Start of RECORD EXCERPTS

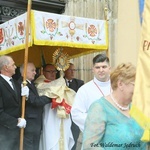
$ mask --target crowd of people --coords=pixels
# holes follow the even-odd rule
[[[28,62],[25,86],[24,64],[18,81],[12,78],[15,69],[12,57],[0,56],[0,149],[19,150],[24,128],[24,150],[146,150],[140,140],[144,131],[129,113],[136,76],[131,63],[112,70],[109,58],[98,54],[87,83],[75,78],[72,63],[59,78],[55,65],[46,64],[35,79],[36,67]],[[80,134],[82,147],[77,149]]]

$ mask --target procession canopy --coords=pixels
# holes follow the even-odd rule
[[[25,24],[26,13],[0,25],[0,55],[11,55],[17,66],[24,59]],[[70,58],[108,49],[105,20],[32,10],[29,27],[29,61],[36,67],[41,66],[42,57],[52,62],[53,52],[60,47]]]

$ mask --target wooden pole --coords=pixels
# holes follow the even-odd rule
[[[108,49],[106,51],[106,55],[109,58],[110,53],[109,53],[109,27],[108,27],[108,1],[105,0],[105,7],[104,7],[104,18],[106,20],[106,28],[107,28],[107,45],[108,45]]]
[[[26,40],[25,40],[25,54],[24,54],[24,73],[23,73],[23,85],[27,84],[26,82],[26,72],[27,72],[27,63],[28,63],[28,46],[29,46],[29,27],[31,23],[31,5],[32,0],[28,0],[27,6],[27,18],[26,18]],[[25,117],[25,101],[26,97],[22,97],[22,114],[21,118]],[[24,139],[24,128],[20,129],[20,150],[23,150],[23,139]]]

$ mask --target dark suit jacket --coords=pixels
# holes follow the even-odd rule
[[[67,83],[66,83],[67,84]],[[79,79],[72,79],[72,82],[69,85],[69,88],[73,89],[75,92],[78,91],[78,89],[84,84],[83,80]]]
[[[21,84],[22,78],[18,82]],[[25,119],[27,121],[25,133],[38,135],[42,128],[43,107],[45,104],[50,103],[51,99],[46,96],[39,96],[34,83],[27,82],[27,86],[29,88],[29,97],[25,107]]]
[[[22,83],[21,78],[18,80]],[[42,114],[45,104],[51,102],[46,96],[39,96],[34,83],[27,83],[29,97],[26,101],[25,119],[27,121],[24,129],[24,150],[38,150],[42,130]]]
[[[17,95],[0,76],[0,149],[19,149],[18,118],[21,116],[21,87],[15,82]]]
[[[71,88],[72,90],[74,90],[75,92],[77,92],[78,89],[83,84],[84,84],[83,80],[79,80],[79,79],[75,79],[74,78],[74,79],[72,79],[72,82],[69,84],[69,88]],[[66,85],[67,85],[67,83],[66,83]],[[79,127],[73,121],[72,121],[72,125],[71,125],[71,131],[72,131],[72,134],[73,134],[73,138],[75,140],[75,144],[74,144],[74,146],[73,146],[73,148],[71,150],[75,150],[76,149],[76,145],[77,145],[77,139],[78,139],[79,134],[80,134],[80,129],[79,129]]]
[[[39,96],[34,84],[27,84],[29,87],[29,97],[26,102],[25,119],[27,126],[25,132],[40,134],[42,128],[42,113],[45,104],[51,102],[46,96]]]

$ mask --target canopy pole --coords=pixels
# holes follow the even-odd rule
[[[107,51],[106,51],[106,55],[107,55],[107,57],[109,58],[109,29],[108,29],[108,1],[107,0],[105,0],[105,4],[104,4],[105,6],[104,6],[104,18],[105,18],[105,20],[106,20],[106,28],[107,28],[107,45],[108,45],[108,49],[107,49]]]
[[[25,54],[24,54],[24,71],[23,71],[23,86],[26,86],[26,72],[28,63],[28,46],[29,46],[29,27],[31,23],[31,5],[32,0],[28,0],[27,18],[26,18],[26,39],[25,39]],[[22,96],[22,114],[21,118],[25,117],[25,101],[26,96]],[[20,129],[20,150],[23,150],[24,128]]]

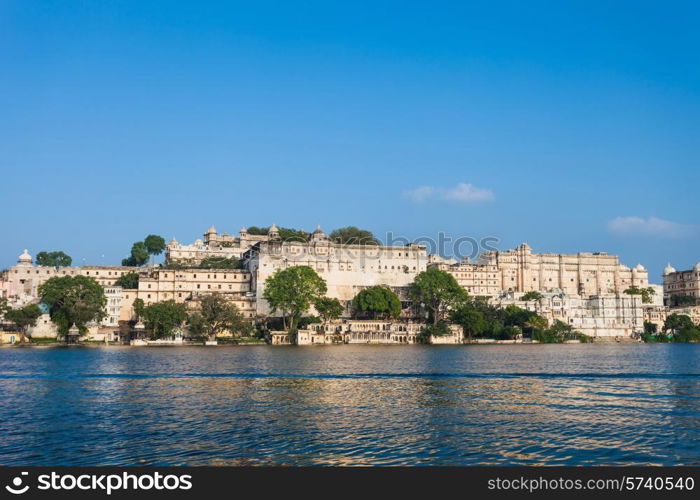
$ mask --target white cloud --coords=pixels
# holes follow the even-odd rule
[[[459,202],[488,201],[493,199],[493,191],[490,189],[478,188],[466,182],[460,182],[453,188],[420,186],[416,189],[405,191],[404,195],[416,203],[430,198]]]
[[[457,187],[448,189],[443,198],[454,201],[486,201],[493,200],[493,191],[460,182]]]
[[[434,192],[435,188],[433,187],[421,186],[416,189],[411,189],[409,191],[404,192],[404,195],[411,198],[416,203],[420,203],[430,198]]]
[[[658,236],[662,238],[683,238],[697,232],[698,227],[680,224],[658,217],[628,216],[615,217],[608,221],[608,229],[616,234],[631,236]]]

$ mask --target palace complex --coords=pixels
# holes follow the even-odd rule
[[[197,267],[210,258],[235,258],[240,268]],[[662,324],[666,317],[662,297],[656,297],[654,304],[642,304],[639,296],[624,293],[630,287],[650,286],[647,270],[642,265],[627,267],[617,256],[602,252],[535,253],[523,243],[512,250],[485,252],[476,261],[455,262],[429,255],[422,244],[340,244],[320,227],[306,241],[283,240],[275,225],[264,235],[249,234],[246,228],[236,236],[218,234],[210,227],[202,239],[189,245],[173,239],[166,246],[163,266],[36,266],[25,250],[18,263],[0,275],[0,296],[14,304],[29,303],[47,279],[83,275],[100,283],[108,298],[107,317],[96,325],[96,331],[114,329],[120,322],[131,320],[136,298],[146,305],[164,300],[192,303],[198,296],[213,292],[224,294],[244,317],[254,320],[270,314],[263,299],[265,280],[280,269],[302,265],[311,267],[326,281],[327,295],[346,306],[344,317],[349,316],[349,306],[358,292],[386,285],[401,297],[404,319],[371,328],[345,319],[335,337],[310,330],[302,333],[300,343],[334,342],[338,335],[346,342],[414,342],[420,323],[411,322],[416,319],[412,318],[415,308],[408,301],[407,291],[416,276],[432,266],[452,274],[472,296],[488,297],[501,307],[517,305],[534,310],[550,323],[560,320],[593,337],[630,337],[643,329],[645,320]],[[139,273],[137,289],[115,286],[130,272]],[[525,302],[522,298],[527,292],[539,292],[542,298]],[[663,292],[659,292],[666,300],[674,294],[700,298],[700,264],[682,272],[668,266]],[[275,339],[273,336],[273,342]]]

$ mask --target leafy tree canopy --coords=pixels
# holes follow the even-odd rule
[[[280,311],[283,318],[291,318],[289,331],[293,332],[298,318],[326,291],[326,281],[316,271],[309,266],[294,266],[278,269],[265,280],[263,298],[273,313]]]
[[[136,317],[136,321],[140,320],[143,318],[143,312],[146,309],[146,304],[144,303],[143,299],[134,299],[134,316]]]
[[[671,295],[671,307],[691,306],[695,304],[695,297],[682,293]]]
[[[149,234],[146,239],[143,240],[143,244],[146,245],[146,251],[150,255],[160,255],[165,250],[165,239],[157,234]]]
[[[409,295],[428,309],[433,324],[443,319],[447,311],[469,297],[450,273],[430,267],[419,273],[411,283]]]
[[[462,327],[464,336],[471,340],[486,331],[487,323],[484,313],[469,302],[463,302],[450,311],[450,321]]]
[[[68,267],[73,263],[73,259],[70,255],[65,254],[61,251],[55,252],[39,252],[36,254],[36,265],[37,266],[50,266],[50,267]]]
[[[146,306],[143,310],[146,329],[156,338],[169,337],[175,329],[187,320],[184,304],[174,300],[165,300]]]
[[[675,331],[682,330],[684,328],[693,328],[694,326],[695,324],[693,323],[693,320],[690,319],[690,316],[685,314],[670,314],[666,318],[666,321],[664,321],[665,332],[669,330]]]
[[[204,295],[198,302],[199,310],[188,318],[189,330],[195,335],[207,335],[209,340],[216,340],[216,336],[224,332],[248,334],[252,330],[250,322],[223,295]]]
[[[398,318],[401,315],[401,300],[389,287],[377,285],[360,291],[352,301],[356,313],[371,317]]]
[[[143,241],[137,241],[131,246],[131,255],[122,260],[122,266],[142,266],[148,262],[148,248]]]
[[[21,340],[27,335],[30,327],[36,326],[36,321],[41,316],[41,308],[37,304],[29,304],[20,309],[10,309],[5,312],[5,320],[13,323],[20,331]]]
[[[343,304],[341,304],[338,299],[332,299],[330,297],[321,297],[317,299],[314,302],[314,307],[318,315],[325,322],[340,318],[345,310],[345,307],[343,307]]]
[[[134,290],[139,287],[139,273],[135,271],[130,271],[128,273],[122,274],[114,282],[116,286],[120,286],[124,289]]]
[[[72,325],[85,333],[88,323],[105,317],[104,289],[87,276],[50,278],[39,286],[39,297],[49,307],[51,321],[64,337]]]
[[[347,226],[336,229],[329,235],[336,243],[345,245],[378,245],[379,240],[374,237],[372,231],[360,229],[355,226]]]

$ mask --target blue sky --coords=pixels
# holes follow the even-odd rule
[[[205,4],[205,5],[202,5]],[[695,2],[0,3],[0,267],[358,225],[700,260]]]

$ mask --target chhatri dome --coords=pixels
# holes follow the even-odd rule
[[[323,232],[321,226],[316,226],[316,230],[312,233],[311,238],[314,240],[327,240],[328,236]]]
[[[24,249],[24,252],[22,252],[22,255],[19,256],[17,259],[17,264],[20,266],[31,266],[32,265],[32,256],[29,255],[29,252],[27,249]]]

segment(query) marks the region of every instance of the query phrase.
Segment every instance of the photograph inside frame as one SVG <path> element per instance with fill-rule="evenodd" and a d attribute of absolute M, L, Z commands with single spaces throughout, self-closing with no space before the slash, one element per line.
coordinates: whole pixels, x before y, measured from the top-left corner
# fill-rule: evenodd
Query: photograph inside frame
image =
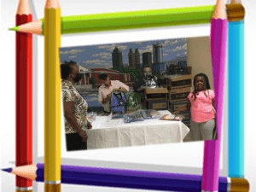
<path fill-rule="evenodd" d="M 210 38 L 60 48 L 67 151 L 217 139 Z"/>

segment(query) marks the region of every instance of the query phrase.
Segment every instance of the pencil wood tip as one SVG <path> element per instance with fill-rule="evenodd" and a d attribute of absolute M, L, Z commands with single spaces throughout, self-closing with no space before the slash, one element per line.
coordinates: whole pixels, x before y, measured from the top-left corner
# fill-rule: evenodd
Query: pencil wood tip
<path fill-rule="evenodd" d="M 45 9 L 58 9 L 60 8 L 59 0 L 47 0 Z"/>
<path fill-rule="evenodd" d="M 19 31 L 19 26 L 15 26 L 15 27 L 13 27 L 13 28 L 9 28 L 10 31 L 15 31 L 15 32 L 18 32 Z"/>
<path fill-rule="evenodd" d="M 12 168 L 2 169 L 3 172 L 11 172 L 13 171 Z"/>
<path fill-rule="evenodd" d="M 212 19 L 227 19 L 226 7 L 224 0 L 217 0 Z"/>

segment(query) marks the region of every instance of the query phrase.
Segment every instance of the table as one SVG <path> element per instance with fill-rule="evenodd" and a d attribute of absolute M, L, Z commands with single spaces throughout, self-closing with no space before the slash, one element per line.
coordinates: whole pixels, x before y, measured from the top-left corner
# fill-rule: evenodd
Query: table
<path fill-rule="evenodd" d="M 161 115 L 171 114 L 160 111 Z M 183 143 L 189 129 L 181 121 L 145 119 L 125 124 L 124 119 L 97 116 L 86 131 L 87 149 Z"/>

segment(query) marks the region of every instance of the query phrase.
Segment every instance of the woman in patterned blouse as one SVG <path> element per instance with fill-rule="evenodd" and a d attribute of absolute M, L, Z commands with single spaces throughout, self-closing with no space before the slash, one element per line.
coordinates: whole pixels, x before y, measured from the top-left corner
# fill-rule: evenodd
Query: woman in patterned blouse
<path fill-rule="evenodd" d="M 82 76 L 75 62 L 61 64 L 61 72 L 67 150 L 87 149 L 88 137 L 85 131 L 91 129 L 86 119 L 88 104 L 74 87 Z"/>

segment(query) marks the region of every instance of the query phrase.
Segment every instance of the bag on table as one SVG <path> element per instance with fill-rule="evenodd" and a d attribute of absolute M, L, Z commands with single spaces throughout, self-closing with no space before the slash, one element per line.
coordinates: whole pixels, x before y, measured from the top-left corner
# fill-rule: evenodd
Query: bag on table
<path fill-rule="evenodd" d="M 141 111 L 142 115 L 144 119 L 159 119 L 160 118 L 160 113 L 158 111 L 154 109 L 146 109 Z"/>
<path fill-rule="evenodd" d="M 127 113 L 125 114 L 124 122 L 126 123 L 131 123 L 136 121 L 143 121 L 143 117 L 141 113 L 141 111 L 136 111 L 131 113 Z"/>
<path fill-rule="evenodd" d="M 128 96 L 128 102 L 127 102 L 127 110 L 128 111 L 136 111 L 138 109 L 142 109 L 142 98 L 140 94 L 132 92 Z"/>
<path fill-rule="evenodd" d="M 127 99 L 125 94 L 118 90 L 110 95 L 110 113 L 126 113 Z"/>

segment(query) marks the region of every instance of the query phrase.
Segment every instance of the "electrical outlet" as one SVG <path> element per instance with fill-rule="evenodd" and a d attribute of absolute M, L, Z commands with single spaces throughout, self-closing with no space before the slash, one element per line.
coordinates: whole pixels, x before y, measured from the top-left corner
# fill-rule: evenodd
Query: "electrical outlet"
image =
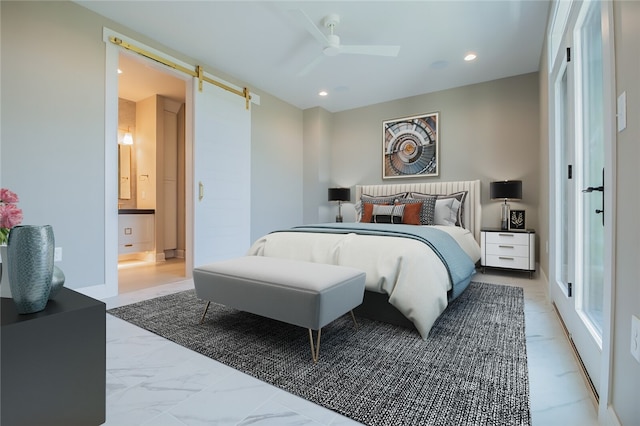
<path fill-rule="evenodd" d="M 631 315 L 631 355 L 640 362 L 640 318 Z"/>

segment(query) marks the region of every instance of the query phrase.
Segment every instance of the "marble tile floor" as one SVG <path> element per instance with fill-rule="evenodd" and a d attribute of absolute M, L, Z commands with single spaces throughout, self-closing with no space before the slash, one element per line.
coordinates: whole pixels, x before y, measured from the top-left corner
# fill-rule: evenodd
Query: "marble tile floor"
<path fill-rule="evenodd" d="M 546 298 L 546 281 L 490 270 L 474 281 L 524 288 L 533 425 L 597 425 L 595 401 Z M 109 309 L 191 288 L 183 280 L 105 302 Z M 109 426 L 359 424 L 111 315 L 106 419 Z"/>

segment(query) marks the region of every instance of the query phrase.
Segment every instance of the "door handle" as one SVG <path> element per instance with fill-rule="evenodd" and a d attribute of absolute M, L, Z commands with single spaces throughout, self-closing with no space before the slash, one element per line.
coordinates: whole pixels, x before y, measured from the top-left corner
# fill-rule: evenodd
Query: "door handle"
<path fill-rule="evenodd" d="M 593 191 L 604 192 L 604 186 L 590 186 L 587 189 L 582 190 L 582 192 L 593 192 Z"/>
<path fill-rule="evenodd" d="M 596 209 L 595 212 L 596 214 L 602 215 L 602 226 L 604 226 L 604 169 L 602 169 L 602 185 L 590 186 L 582 190 L 584 193 L 590 193 L 593 191 L 602 192 L 602 209 Z"/>

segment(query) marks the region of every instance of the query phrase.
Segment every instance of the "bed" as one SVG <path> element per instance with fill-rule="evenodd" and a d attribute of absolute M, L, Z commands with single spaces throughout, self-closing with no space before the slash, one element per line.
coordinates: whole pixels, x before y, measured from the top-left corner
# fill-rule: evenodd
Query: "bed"
<path fill-rule="evenodd" d="M 355 195 L 358 222 L 275 231 L 247 254 L 362 269 L 357 313 L 415 327 L 426 339 L 480 259 L 480 181 L 357 185 Z"/>

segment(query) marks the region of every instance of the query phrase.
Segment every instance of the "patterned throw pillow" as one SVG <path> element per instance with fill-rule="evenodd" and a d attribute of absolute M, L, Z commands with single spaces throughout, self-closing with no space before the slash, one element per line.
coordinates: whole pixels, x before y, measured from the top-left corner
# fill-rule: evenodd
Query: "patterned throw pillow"
<path fill-rule="evenodd" d="M 396 201 L 407 196 L 406 192 L 392 195 L 367 195 L 362 194 L 360 201 L 356 203 L 356 213 L 359 218 L 358 222 L 371 222 L 372 206 L 367 204 L 394 204 Z"/>
<path fill-rule="evenodd" d="M 396 203 L 397 204 L 397 203 Z M 400 204 L 404 206 L 404 214 L 402 215 L 402 223 L 405 225 L 422 225 L 420 221 L 420 213 L 424 203 L 420 200 L 409 200 L 405 198 Z"/>
<path fill-rule="evenodd" d="M 408 198 L 400 200 L 402 203 L 422 203 L 422 210 L 420 210 L 420 224 L 421 225 L 434 225 L 435 209 L 436 209 L 436 196 L 429 194 L 420 194 L 419 192 L 412 192 Z"/>
<path fill-rule="evenodd" d="M 373 223 L 402 223 L 404 204 L 374 204 L 371 222 Z"/>
<path fill-rule="evenodd" d="M 443 207 L 440 207 L 440 206 L 452 205 L 452 203 L 447 203 L 446 200 L 451 198 L 456 199 L 459 202 L 459 204 L 456 203 L 458 207 L 455 212 L 455 216 L 456 216 L 455 226 L 460 226 L 464 228 L 464 200 L 467 197 L 467 192 L 468 191 L 460 191 L 460 192 L 454 192 L 452 194 L 447 194 L 447 195 L 432 195 L 432 194 L 421 194 L 419 192 L 411 192 L 409 193 L 409 197 L 417 198 L 417 199 L 422 199 L 426 197 L 435 197 L 433 222 L 430 223 L 430 225 L 445 225 L 445 223 L 442 223 L 442 221 L 440 221 L 441 223 L 438 223 L 438 221 L 435 220 L 435 210 L 440 208 L 440 211 L 442 212 Z M 446 225 L 448 224 L 449 223 L 446 223 Z"/>

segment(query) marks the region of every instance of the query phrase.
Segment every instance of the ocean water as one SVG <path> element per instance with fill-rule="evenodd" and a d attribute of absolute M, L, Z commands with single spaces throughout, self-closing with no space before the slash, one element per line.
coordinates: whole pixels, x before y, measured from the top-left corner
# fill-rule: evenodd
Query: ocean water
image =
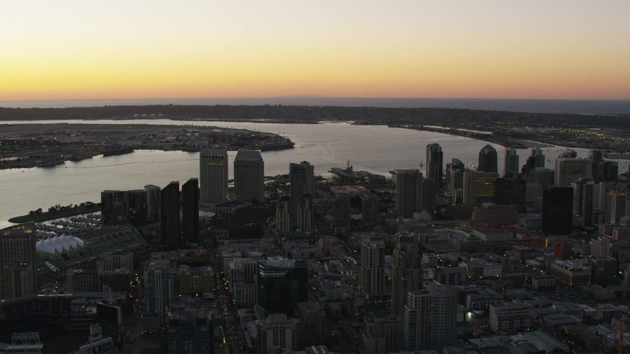
<path fill-rule="evenodd" d="M 630 100 L 529 100 L 493 98 L 139 98 L 67 100 L 0 100 L 0 107 L 61 108 L 134 105 L 297 105 L 404 108 L 447 108 L 535 113 L 630 113 Z"/>
<path fill-rule="evenodd" d="M 66 121 L 74 123 L 108 124 L 190 124 L 190 122 L 169 120 Z M 30 121 L 28 123 L 52 123 Z M 444 152 L 444 162 L 457 157 L 467 164 L 476 163 L 479 150 L 488 143 L 457 135 L 423 132 L 381 125 L 352 125 L 345 123 L 321 124 L 270 124 L 265 123 L 195 122 L 200 125 L 238 128 L 278 133 L 295 143 L 294 149 L 268 151 L 262 154 L 265 174 L 272 176 L 289 172 L 289 164 L 307 161 L 314 165 L 315 173 L 329 175 L 332 167 L 345 167 L 348 161 L 355 169 L 389 176 L 395 169 L 424 168 L 418 165 L 426 159 L 426 147 L 437 142 Z M 1 125 L 0 125 L 1 128 Z M 499 171 L 503 171 L 505 149 L 491 144 L 498 152 Z M 561 147 L 544 149 L 547 167 Z M 586 157 L 588 151 L 575 149 L 578 156 Z M 527 160 L 530 151 L 518 150 L 520 164 Z M 231 159 L 236 151 L 229 152 Z M 95 156 L 81 161 L 67 161 L 54 168 L 33 168 L 0 170 L 0 227 L 9 224 L 9 218 L 23 215 L 42 207 L 55 204 L 98 202 L 105 190 L 131 190 L 153 184 L 160 186 L 171 181 L 183 183 L 199 176 L 198 152 L 138 150 L 125 155 Z M 425 161 L 426 162 L 426 161 Z M 624 163 L 627 164 L 627 162 Z M 232 164 L 229 165 L 230 178 Z M 625 167 L 624 167 L 625 166 Z M 620 170 L 627 168 L 620 164 Z"/>

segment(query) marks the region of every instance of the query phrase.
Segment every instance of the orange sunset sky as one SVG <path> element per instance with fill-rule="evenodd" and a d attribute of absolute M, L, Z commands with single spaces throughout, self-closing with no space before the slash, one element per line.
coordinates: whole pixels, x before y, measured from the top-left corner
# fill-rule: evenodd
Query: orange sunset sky
<path fill-rule="evenodd" d="M 0 100 L 630 99 L 628 1 L 7 1 Z"/>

End of RECORD EXCERPTS

▶ _EXERCISE DIRECTIONS_: Show every line of the records that contains the string "marble", matching case exactly.

▶ _SOLUTION FOR THIS PROBLEM_:
Segment every instance of the "marble tile floor" as one SVG <path> element per instance with fill-rule="evenodd" and a d attribute of absolute M, L, Z commands with single spaces throughout, self-closing with no space before the slash, one element per line.
Query: "marble tile floor"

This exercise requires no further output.